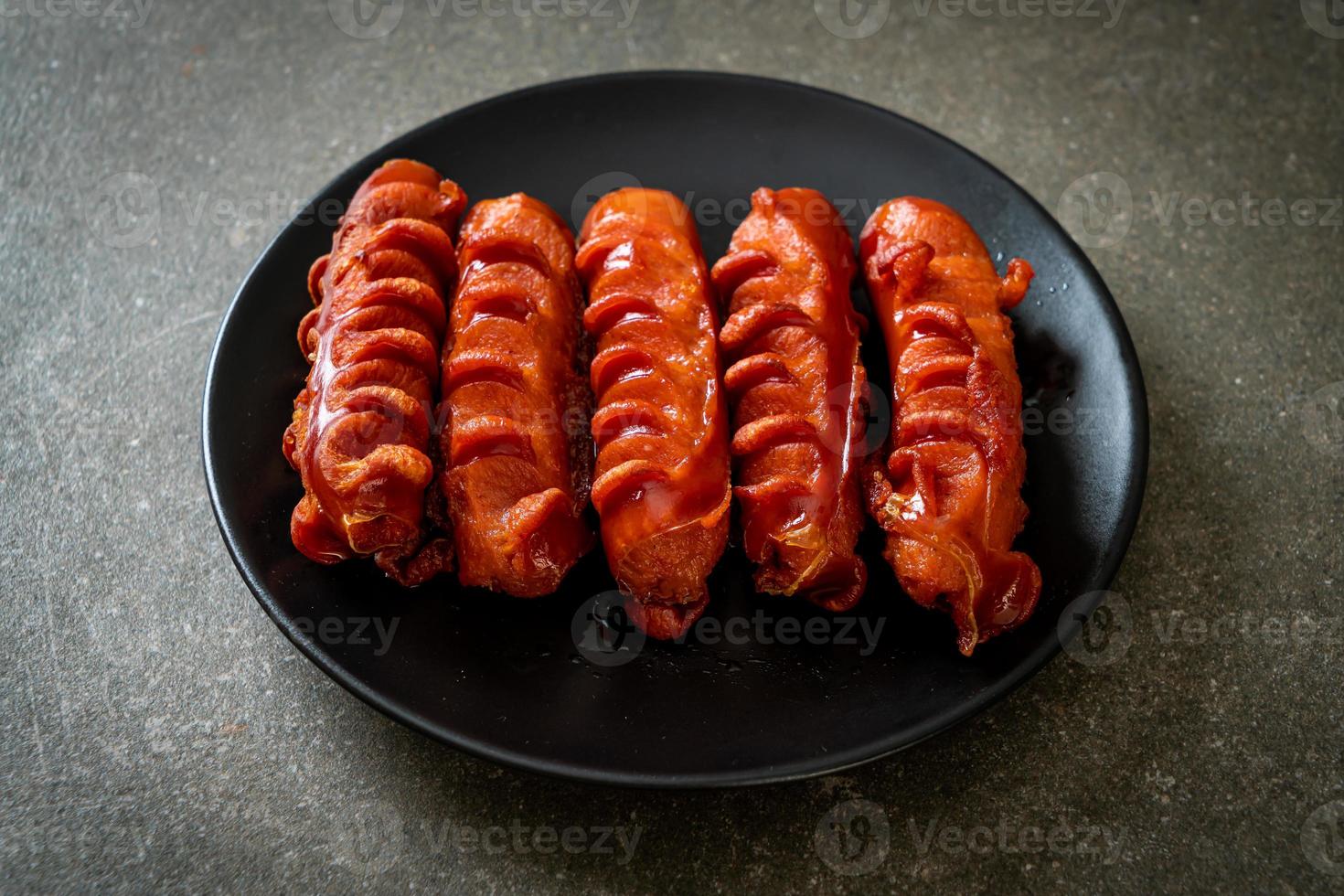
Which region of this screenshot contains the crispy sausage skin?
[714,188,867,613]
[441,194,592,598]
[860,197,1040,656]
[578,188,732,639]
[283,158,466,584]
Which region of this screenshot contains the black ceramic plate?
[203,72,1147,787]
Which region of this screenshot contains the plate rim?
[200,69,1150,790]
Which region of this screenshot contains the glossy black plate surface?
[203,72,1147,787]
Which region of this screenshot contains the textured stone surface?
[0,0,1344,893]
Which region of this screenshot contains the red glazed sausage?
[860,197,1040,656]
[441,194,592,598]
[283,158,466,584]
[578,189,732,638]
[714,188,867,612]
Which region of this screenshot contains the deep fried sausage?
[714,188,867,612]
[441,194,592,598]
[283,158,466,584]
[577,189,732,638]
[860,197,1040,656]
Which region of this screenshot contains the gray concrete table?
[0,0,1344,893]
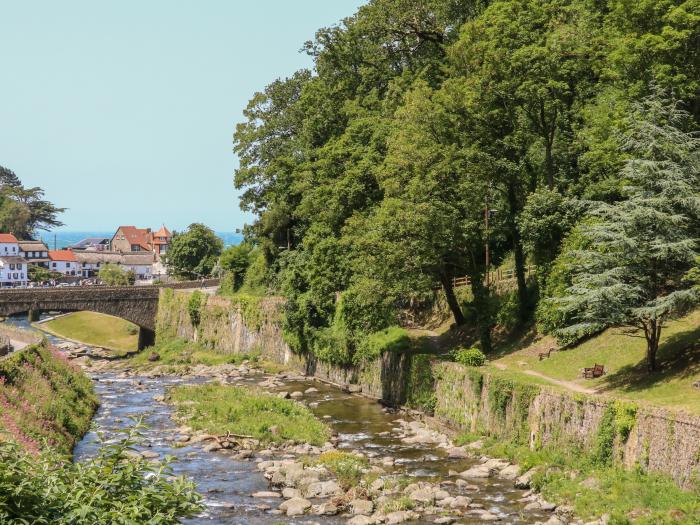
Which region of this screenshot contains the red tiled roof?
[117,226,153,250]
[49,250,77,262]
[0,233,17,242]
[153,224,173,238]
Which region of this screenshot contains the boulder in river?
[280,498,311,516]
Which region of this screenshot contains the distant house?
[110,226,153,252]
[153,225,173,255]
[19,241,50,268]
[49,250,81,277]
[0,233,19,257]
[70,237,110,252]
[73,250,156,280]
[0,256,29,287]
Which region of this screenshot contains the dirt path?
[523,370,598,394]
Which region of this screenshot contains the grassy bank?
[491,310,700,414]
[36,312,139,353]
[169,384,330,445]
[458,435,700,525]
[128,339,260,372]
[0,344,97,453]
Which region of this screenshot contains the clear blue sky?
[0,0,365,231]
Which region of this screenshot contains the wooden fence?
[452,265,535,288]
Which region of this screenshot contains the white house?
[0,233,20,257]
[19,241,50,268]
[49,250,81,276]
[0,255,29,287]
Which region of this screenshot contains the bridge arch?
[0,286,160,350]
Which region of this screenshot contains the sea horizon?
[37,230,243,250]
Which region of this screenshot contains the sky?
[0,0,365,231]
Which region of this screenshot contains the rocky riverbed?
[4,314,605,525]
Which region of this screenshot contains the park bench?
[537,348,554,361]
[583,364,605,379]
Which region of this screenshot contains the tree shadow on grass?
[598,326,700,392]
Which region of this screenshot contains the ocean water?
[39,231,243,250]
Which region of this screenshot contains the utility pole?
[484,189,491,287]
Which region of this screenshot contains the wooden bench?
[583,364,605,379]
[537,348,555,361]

--

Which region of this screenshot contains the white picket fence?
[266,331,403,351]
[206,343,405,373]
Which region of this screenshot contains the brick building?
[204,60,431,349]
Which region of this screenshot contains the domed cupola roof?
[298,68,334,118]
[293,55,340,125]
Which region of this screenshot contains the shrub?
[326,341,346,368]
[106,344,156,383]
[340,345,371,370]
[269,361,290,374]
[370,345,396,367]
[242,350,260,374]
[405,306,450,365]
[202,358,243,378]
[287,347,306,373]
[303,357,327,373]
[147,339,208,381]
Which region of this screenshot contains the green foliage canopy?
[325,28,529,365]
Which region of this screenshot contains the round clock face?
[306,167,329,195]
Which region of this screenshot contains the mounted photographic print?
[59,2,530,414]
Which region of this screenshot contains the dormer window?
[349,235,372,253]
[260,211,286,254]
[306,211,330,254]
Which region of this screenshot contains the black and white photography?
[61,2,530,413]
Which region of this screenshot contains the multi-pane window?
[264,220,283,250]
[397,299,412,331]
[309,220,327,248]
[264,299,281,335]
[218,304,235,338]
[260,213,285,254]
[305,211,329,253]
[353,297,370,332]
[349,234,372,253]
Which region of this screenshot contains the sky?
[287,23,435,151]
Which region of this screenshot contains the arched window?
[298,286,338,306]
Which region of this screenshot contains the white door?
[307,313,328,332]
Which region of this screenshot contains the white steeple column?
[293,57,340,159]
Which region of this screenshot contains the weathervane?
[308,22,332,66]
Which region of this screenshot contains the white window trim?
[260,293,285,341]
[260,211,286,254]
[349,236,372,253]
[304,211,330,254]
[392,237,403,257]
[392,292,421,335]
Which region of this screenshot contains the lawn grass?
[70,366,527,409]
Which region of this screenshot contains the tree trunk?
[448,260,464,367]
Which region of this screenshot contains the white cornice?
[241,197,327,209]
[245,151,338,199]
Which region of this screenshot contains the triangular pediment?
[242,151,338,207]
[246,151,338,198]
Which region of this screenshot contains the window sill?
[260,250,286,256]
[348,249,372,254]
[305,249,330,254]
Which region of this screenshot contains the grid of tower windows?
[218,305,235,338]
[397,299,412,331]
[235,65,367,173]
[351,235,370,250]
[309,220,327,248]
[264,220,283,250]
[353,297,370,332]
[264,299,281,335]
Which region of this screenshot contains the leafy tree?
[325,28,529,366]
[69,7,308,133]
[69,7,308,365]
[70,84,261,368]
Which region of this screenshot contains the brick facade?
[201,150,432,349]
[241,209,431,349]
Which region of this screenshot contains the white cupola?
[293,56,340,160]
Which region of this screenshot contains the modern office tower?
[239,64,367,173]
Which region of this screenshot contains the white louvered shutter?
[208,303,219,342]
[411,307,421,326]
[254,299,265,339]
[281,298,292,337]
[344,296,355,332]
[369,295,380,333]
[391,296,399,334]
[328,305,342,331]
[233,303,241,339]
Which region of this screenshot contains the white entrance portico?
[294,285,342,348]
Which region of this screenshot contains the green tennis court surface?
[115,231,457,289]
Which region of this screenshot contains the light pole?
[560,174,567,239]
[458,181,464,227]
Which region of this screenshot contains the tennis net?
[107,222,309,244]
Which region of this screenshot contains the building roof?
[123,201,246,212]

What to work on:
Reproduce every line of the data starting at the line containing "Which region of this screenshot contains the domed" and ending at the line containing "[61,2,530,413]", shifting each coordinate in the answers up by 75 and keeping all other lines unchanged.

Written response:
Which region of this screenshot contains the domed cupola roof?
[373,143,409,193]
[368,130,415,200]
Which region of this screenshot contains the shrub?
[401,416,421,443]
[181,419,231,458]
[415,420,446,445]
[344,436,365,449]
[445,420,471,442]
[317,425,335,449]
[480,381,525,440]
[277,433,318,453]
[362,422,381,448]
[378,432,402,448]
[222,414,283,456]
Which region of this screenshot contains the green foliage canopy?
[400,103,604,440]
Which region of this screenshot contains the round clock face?
[381,242,404,270]
Which region of this screenshot contains the mounted photographic print?
[134,77,605,489]
Which region of this screenshot contains the dormer window?
[424,310,447,328]
[335,286,361,329]
[381,286,405,329]
Which region of this screenshot contains the black and white photography?
[136,77,605,488]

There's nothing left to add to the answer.